PROBLÈME POSÉ 1: Dans l'extrait sur les concours de récitation, qui compose le jury du concours du 20 frimaire an VII ?
PROBLÈME POSÉ 2: Extrayez de l'extrait sur les concours de récitation le passage qui commence aux mots « Il y a surtout » et s'arrête après les mots « que des garçons). ».

EXTRAIT FOURNI:

::::::

Le 21 janvier, on célèbre l'anniversaire de la juste punition du dernier roi des Français.

Le 27 juillet, on fête l'anniversaire de la chute de Robespierre (9 thermidor).

Il y a surtout des concours d'enfants pour réciter par coeur soit les Droits de l'homme, soit les chapitres de la Constitution de l'an III, soit le tableau des poids et des mesures.

Dans le registre des Correspondances, on peut lire la copie de la lettre suivante adressée. « Aux citoyens Pillet, Castel, Rannou, Bodros et Floch, instituteurs. L'Administration vous prévient que le décadi prochain elle distribuera un prix aux élèves qui réciteront par coeur les Droits de l'homme et les Devoirs du citoyen. Nous vous engageons en conséquence à nous seconder de votre zèle, dans l'intention que nous avons d'imprimer de bonne heure dans l'âme de ces jeunes élèves les principes qui doivent les rendre vertueux et utiles à la patrie ».

Le décadi suivant, en effet, 10 brumaire an VII, on lit au procès-verbal que 25 élèves se présentèrent au concours, leurs noms sont donnés (il n'y a que des garçons).

Tous les citoyens ci-dessus dénommés ont parfaitement récité les Droits de l'homme et du citoyen, à l'exception de quelques-uns qui ont commis quelques fautes. N'ayant que 3 prix à distribuer, on a formé trois classes de mérite où le jury a placé les élèves. Dans chacune de ces classes on a tiré au sort... Le sort tiré, ceux qui ont obtenu les prix sont les citoyens ci-après :

1er prix, Thomas ;

2ème prix, Kernéis ;

3ème prix, Le Gall.

Lesquels prix leur ayant été délivrés par le citoyen Larouvière, chef d'escadron au 2ème régiment de chasseurs à cheval, en garnison en cette place, ils ont reçu de lui et de l'administration municipale l'accolade fraternelle.

Une autre fois, par lettre, l'Administration demande aux instituteurs d'apprendre à leurs élèves le texte de la Constitution de l'un III, « dont la base est la réunion de toutes les vertus sociales ». Le décadi suivant a lieu un concours sur la récitation des 5 premiers titres de l'Acte constitutionnel ; les prix sont obtenus le premier par le citoyen Kernéis, le 2ème par le citoyen Le Bris.

Au décadi du 20 frimaire an VII, le concours a lieu pour la récitation du tableau des poids et des mesures ; le jury, cette fois, est formé par deux ingénieurs, les citoyens Le Roux et Taylor.

De temps à autre, un orateur bénévole fait un discours ; que n'avons-nous le texte du discours fait par le citoyen instituteur Pillet ; le texte ne désigne pas le nom de Pillet, mais indique seulement la qualité d'instituteur de l'orateur ; mais Pillet, même d'après le texte du Cahier des Correspondances, est le premier instituteur, et nous savons qu'il parle facilement en français et en breton, plus facilement que sacerdotalement !

::::::

CONTENU DES DONNÉES:
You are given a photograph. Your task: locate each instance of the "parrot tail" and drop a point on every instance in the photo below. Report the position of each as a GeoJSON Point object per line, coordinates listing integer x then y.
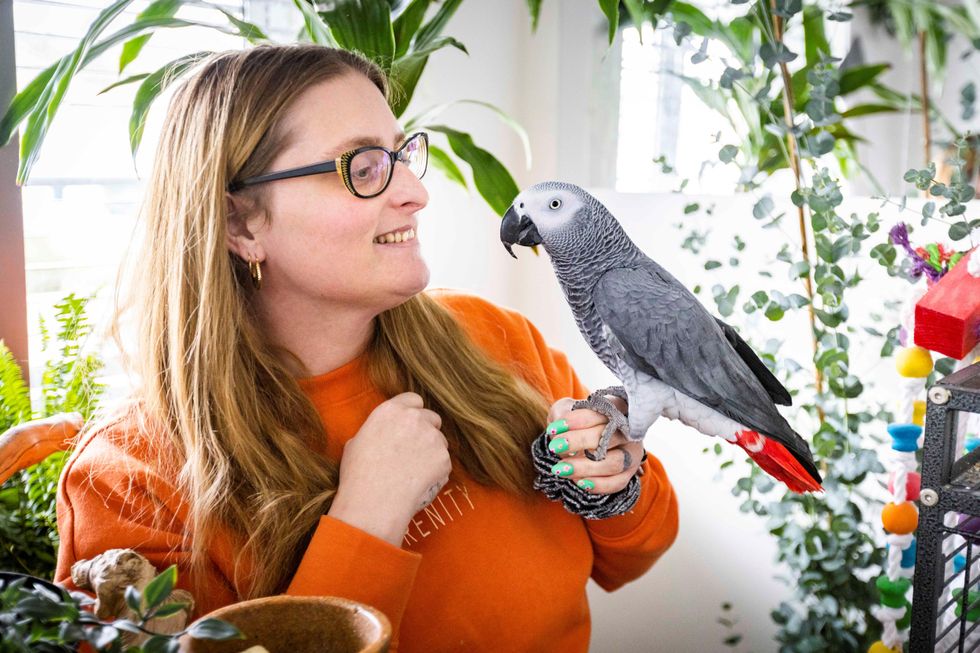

::::::

RÉPONSE RÉDIGÉE 1: Deux ingénieurs, les citoyens Le Roux et Taylor.

RÉPONSE RÉDIGÉE 2:
Il y a surtout des concours d'enfants pour réciter par coeur soit les Droits de l'homme, soit les chapitres de la Constitution de l'an III, soit le tableau des poids et des mesures.

Dans le registre des Correspondances, on peut lire la copie de la lettre suivante adressée. « Aux citoyens Pillet, Castel, Rannou, Bodros et Floch, instituteurs. L'Administration vous prévient que le décadi prochain elle distribuera un prix aux élèves qui réciteront par coeur les Droits de l'homme et les Devoirs du citoyen. Nous vous engageons en conséquence à nous seconder de votre zèle, dans l'intention que nous avons d'imprimer de bonne heure dans l'âme de ces jeunes élèves les principes qui doivent les rendre vertueux et utiles à la patrie ».

Le décadi suivant, en effet, 10 brumaire an VII, on lit au procès-verbal que 25 élèves se présentèrent au concours, leurs noms sont donnés (il n'y a que des garçons).